══ Reading text ══
More specifically, I have a list of rows/columns that need to be ignored when choosing the max entry. In other words, when choosing the max upper triangular entry, certain indices need to skipped. In that case, what is the most efficient way to find the location of the max upper triangular entry?
For example:
>>> a
array([[0, 1, 1, 1],
[1, 2, 3, 4],
[4, 5, 6, 6],
[4, 5, 6, 7]])
>>> indices_to_skip = [0,1,2]
I need to find the index of the min element among all elements in the upper triangle except for the entries a[0,1], a[0,2], and a[1,2].
You can use np.triu_indices_from:
>>> np.vstack(np.triu_indices_from(a,k=1)).T
array([[0, 1],
[0, 2],
[0, 3],
[1, 2],
[1, 3],
[2, 3]])
>>> inds=inds[inds[:,1]>2] #Or whatever columns you want to start from.
═══
Objectives —
• a. From the upper-triangle thread, output the passage starting at "You can use" and ending at "to start from.".
• b. In the upper-triangle thread, which NumPy function does the reply suggest using?
The records have no connection to the upper-triangle thread.
══ Record set ══
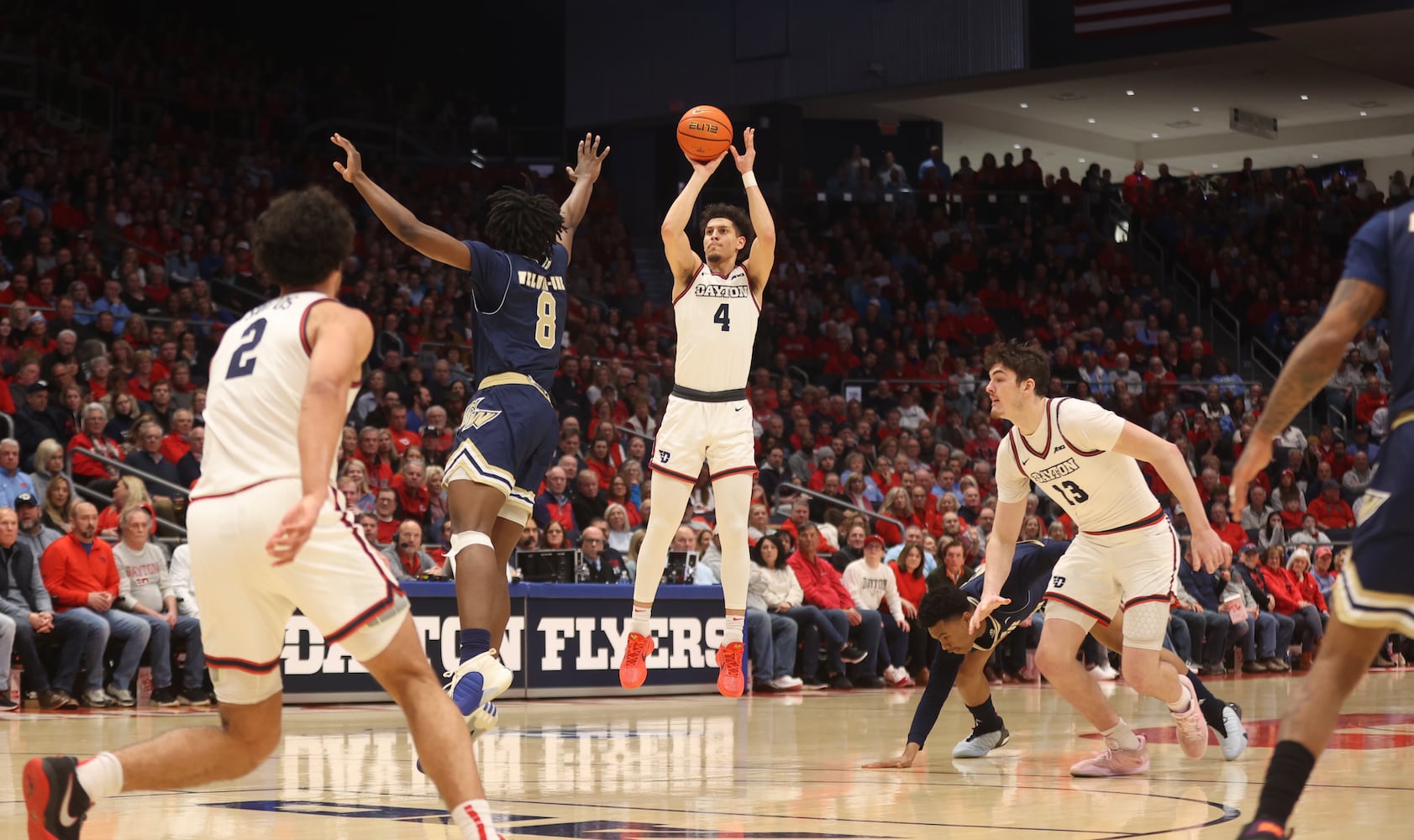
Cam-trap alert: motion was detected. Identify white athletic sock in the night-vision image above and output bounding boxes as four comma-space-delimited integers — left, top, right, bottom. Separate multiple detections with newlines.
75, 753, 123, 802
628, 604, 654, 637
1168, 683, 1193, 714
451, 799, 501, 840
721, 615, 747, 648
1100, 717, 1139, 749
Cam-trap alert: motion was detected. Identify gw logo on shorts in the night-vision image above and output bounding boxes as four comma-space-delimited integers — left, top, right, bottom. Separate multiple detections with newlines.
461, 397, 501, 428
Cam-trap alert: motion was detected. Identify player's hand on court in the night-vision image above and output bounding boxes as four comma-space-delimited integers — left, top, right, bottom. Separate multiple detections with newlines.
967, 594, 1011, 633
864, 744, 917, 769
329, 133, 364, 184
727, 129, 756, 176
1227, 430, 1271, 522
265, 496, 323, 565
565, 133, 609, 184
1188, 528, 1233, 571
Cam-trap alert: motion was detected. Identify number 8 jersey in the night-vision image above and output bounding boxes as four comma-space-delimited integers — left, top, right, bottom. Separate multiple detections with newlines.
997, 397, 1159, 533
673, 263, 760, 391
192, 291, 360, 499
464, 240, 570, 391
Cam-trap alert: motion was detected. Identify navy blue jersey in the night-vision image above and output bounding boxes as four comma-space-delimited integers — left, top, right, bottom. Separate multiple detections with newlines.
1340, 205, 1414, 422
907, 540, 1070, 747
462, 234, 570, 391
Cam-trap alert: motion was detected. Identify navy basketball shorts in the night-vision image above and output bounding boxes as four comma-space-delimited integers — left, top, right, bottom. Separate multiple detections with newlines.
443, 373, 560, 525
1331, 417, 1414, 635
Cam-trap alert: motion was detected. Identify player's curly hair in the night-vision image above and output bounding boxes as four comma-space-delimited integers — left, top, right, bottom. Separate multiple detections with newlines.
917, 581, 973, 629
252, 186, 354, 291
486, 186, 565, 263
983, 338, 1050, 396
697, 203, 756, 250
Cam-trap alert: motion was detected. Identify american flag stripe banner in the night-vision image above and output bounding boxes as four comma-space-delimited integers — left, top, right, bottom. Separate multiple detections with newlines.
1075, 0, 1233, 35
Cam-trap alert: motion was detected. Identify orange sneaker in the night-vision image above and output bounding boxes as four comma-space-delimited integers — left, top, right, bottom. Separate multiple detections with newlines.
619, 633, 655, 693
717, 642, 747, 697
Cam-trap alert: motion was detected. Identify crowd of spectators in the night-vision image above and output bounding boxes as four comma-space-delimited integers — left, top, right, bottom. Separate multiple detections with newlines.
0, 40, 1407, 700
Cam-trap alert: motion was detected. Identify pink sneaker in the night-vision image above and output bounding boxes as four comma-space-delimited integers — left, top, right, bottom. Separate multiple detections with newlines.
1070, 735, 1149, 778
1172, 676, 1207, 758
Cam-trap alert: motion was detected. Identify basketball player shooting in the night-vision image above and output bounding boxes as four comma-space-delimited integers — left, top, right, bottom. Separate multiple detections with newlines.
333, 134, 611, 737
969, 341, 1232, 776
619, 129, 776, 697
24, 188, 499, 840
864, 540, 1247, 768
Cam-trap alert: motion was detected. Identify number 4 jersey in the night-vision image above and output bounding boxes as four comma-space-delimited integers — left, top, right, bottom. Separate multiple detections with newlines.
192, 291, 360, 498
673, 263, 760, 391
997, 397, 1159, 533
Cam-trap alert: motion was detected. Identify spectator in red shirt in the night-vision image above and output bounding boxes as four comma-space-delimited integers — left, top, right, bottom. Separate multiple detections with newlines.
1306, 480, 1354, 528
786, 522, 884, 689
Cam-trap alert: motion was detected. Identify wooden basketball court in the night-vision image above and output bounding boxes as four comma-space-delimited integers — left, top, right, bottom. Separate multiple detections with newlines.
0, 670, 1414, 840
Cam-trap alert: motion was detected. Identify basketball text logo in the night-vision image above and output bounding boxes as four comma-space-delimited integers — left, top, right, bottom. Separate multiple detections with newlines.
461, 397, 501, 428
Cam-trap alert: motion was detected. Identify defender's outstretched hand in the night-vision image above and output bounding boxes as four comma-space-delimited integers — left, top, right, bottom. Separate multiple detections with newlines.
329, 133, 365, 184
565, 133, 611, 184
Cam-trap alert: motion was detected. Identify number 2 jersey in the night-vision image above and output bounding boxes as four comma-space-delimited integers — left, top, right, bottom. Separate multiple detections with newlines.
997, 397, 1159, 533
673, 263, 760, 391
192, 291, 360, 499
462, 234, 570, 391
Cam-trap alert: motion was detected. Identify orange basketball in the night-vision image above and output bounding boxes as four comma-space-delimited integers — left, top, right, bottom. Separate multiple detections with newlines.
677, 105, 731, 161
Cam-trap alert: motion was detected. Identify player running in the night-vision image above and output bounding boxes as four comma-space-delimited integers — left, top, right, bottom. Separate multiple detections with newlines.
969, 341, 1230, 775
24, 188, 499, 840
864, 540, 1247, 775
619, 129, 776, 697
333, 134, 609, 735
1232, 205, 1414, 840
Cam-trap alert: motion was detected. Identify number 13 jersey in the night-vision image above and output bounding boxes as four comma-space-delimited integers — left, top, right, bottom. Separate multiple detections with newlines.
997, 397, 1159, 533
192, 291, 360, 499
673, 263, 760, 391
═══
Per-task outputs —
• a.
You can use np.triu_indices_from:
>>> np.vstack(np.triu_indices_from(a,k=1)).T
array([[0, 1],
[0, 2],
[0, 3],
[1, 2],
[1, 3],
[2, 3]])
>>> inds=inds[inds[:,1]>2] #Or whatever columns you want to start from.

• b. np.triu_indices_from